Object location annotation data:
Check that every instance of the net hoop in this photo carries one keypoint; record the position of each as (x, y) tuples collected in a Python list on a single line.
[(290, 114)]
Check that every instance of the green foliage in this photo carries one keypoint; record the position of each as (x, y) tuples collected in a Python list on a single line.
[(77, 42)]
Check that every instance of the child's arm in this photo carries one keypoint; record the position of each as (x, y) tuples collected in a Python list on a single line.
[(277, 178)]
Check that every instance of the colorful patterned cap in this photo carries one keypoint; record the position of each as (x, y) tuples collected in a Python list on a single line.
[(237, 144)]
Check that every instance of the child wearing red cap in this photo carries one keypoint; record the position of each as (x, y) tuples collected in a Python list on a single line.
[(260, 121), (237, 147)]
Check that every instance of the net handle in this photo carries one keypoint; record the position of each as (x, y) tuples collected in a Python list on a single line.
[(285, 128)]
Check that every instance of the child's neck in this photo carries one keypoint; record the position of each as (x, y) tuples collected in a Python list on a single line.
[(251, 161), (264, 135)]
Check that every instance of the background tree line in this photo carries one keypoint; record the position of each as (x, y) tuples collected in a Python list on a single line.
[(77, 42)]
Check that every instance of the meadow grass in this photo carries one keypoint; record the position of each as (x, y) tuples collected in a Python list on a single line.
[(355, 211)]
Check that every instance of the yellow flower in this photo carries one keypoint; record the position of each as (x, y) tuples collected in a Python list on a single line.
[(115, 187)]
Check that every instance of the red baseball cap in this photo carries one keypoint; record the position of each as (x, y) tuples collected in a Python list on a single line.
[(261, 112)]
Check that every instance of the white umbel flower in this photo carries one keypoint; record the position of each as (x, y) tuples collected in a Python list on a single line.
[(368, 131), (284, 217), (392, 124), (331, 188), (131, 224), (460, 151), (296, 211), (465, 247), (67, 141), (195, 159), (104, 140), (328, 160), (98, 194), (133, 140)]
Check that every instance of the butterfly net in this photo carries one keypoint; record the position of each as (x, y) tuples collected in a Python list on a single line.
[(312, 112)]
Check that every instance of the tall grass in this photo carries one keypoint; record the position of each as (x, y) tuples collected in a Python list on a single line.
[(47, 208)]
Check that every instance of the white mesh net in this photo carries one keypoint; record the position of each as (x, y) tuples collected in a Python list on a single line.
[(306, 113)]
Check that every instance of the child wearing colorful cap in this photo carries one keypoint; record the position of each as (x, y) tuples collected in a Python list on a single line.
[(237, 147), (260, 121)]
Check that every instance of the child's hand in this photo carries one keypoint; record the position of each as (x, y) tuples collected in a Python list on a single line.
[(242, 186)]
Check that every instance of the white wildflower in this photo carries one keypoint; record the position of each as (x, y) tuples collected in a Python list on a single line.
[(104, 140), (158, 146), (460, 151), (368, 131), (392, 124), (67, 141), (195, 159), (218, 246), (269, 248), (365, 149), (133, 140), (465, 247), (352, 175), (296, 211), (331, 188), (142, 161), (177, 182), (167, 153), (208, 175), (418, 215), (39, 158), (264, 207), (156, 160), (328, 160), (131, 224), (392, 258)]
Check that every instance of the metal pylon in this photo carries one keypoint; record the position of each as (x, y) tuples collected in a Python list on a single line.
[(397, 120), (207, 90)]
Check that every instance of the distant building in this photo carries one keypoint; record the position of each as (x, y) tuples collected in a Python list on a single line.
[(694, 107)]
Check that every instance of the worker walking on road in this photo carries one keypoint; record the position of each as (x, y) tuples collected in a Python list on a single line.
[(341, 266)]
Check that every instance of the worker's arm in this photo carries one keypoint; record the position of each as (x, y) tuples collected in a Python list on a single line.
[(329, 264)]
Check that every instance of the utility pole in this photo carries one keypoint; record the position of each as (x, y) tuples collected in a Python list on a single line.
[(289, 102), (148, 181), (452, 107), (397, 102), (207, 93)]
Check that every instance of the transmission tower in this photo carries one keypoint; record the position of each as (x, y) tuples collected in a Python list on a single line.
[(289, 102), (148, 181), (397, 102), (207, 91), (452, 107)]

SHORT EXERCISE
Present every item above as a two-column CSV with the header "prompt,response", one row per item. Each row should hold the item's text and its answer, each in a single quoted field with line breaks replaced by spaces.

OUTPUT
prompt,response
"Check that every instance of the net hoop in this photo carries one keypoint; record the position of each as (x, y) tuples collected in a Python list on a single line.","[(290, 114)]"
"Check that every instance of the green foliage in this photo carries one keypoint; record the position of each as (x, y) tuples collected in a Python list on a single line.","[(77, 42)]"
"Check that every instance of the child's arm in this photo carries one keypoint; record the position of each as (x, y) tuples collected in a Python list on a single line.","[(277, 178)]"
"Check that every instance of the colorful patterned cap in this photo carries one keypoint; record the position of each as (x, y) tuples collected in a Python list on a single line.","[(237, 144)]"
"Check that every instance of the child wearing red cap in this photo carries one keypoint; record the position of each as (x, y) tuples collected in a Python list on a single line.","[(260, 121), (237, 147)]"
"Check that every instance of the net handle in this photo carries one keypoint; record the position of each as (x, y) tuples collected in a Python list on a single line.","[(285, 128)]"
"Check that every instance of the child's neck in this photo carries one keypoint; record the position of each as (x, y) tuples collected in a Python list on a single line.","[(251, 161), (264, 135)]"
"Check that every instance of the background tree line in this photo carries one keypoint; record the position of each as (x, y) tuples collected in a Python list on a single line.","[(77, 42)]"
"Check that every instance of the meadow grass in this photo carries one keypoint; record the position of each as (x, y) tuples collected in a Python list on a single line.","[(355, 211)]"
"Check that every instance of the yellow flower in this photo carries one keypoint; record the position of each as (x, y) tuples collected in a Python list on a single line.","[(115, 187)]"
"Check that every instance of the red baseball cap in this photo carries one keypoint; record the position of each as (x, y) tuples collected in a Python list on a single line.","[(261, 112)]"
"Check that every instance of the white umbel flower in this photo carries one keypoint; record the position of each as (x, y) tuples collected in a Python list on a single line.","[(368, 131), (284, 217), (392, 124), (331, 188), (131, 224), (460, 151), (296, 211), (465, 247), (67, 141), (195, 159), (104, 140), (328, 160), (98, 194), (133, 140)]"
"Check that every instance of the butterfly net in this photo carries one keypoint; record the position of each as (x, y) tuples collected in a Python list on a single line.","[(312, 112)]"
"Check that every instance of the tall grass in this photo carries one keypoint; record the position of each as (x, y) tuples collected in a Python list on a single line.","[(47, 208)]"
"Check that every instance of the white mesh net in this photo carries one keypoint; record the position of each as (x, y) tuples collected in a Python list on a single line.","[(306, 113)]"
"Check that every instance of the child wearing colorful cap in this photo carries one keypoint; record the position of each as (x, y) tuples collected in a Python list on a single line.","[(237, 147), (260, 121)]"
"Check that every instance of the child's hand in this photo carries one keypoint; record the position of each as (x, y) tuples collected in a Python list on a single line.","[(242, 186)]"
"Check that every instance of the white wildflower in this photo carries one keypoint; record the position of each as (x, y) tuples collected in a Python list on a single line.","[(104, 140), (158, 146), (460, 151), (368, 131), (392, 124), (67, 141), (195, 159), (218, 246), (269, 248), (365, 149), (133, 140), (465, 247), (352, 175), (296, 211), (331, 188), (142, 161), (177, 182), (167, 153), (208, 175), (418, 215), (39, 158), (264, 207), (156, 160), (328, 160), (131, 224), (392, 258)]"
"Check that every instance of the metal pylon in this photo carries one keypoint; record the position of each as (x, y) tuples collected in a Python list on a single line.","[(397, 120), (207, 90)]"
"Check that every instance of the distant building in this photo carries one keypoint; record the position of each as (x, y) tuples collected in a Python list on a single line.","[(694, 107)]"
"Check that every instance of the worker walking on road in this photo carries one keypoint; record the position of each as (x, y) tuples collected in a Python list on a single line.","[(341, 266)]"
"Check that every instance of the worker's arm in this photo carries one keypoint; record the position of each as (x, y) tuples collected in a Python list on a single line.","[(329, 264)]"
"Check that every instance of the utility pole in this photo carries one keypoint; record the position of each as (x, y) tuples collected in a Python list on a single line.","[(289, 102), (148, 181), (452, 107), (397, 102), (207, 93)]"
"Check that every instance of the transmission tower in this photo carries one keypoint; record the position of each as (x, y) tuples collected in a Python list on a single line.","[(289, 102), (148, 181), (397, 102), (207, 91), (452, 107)]"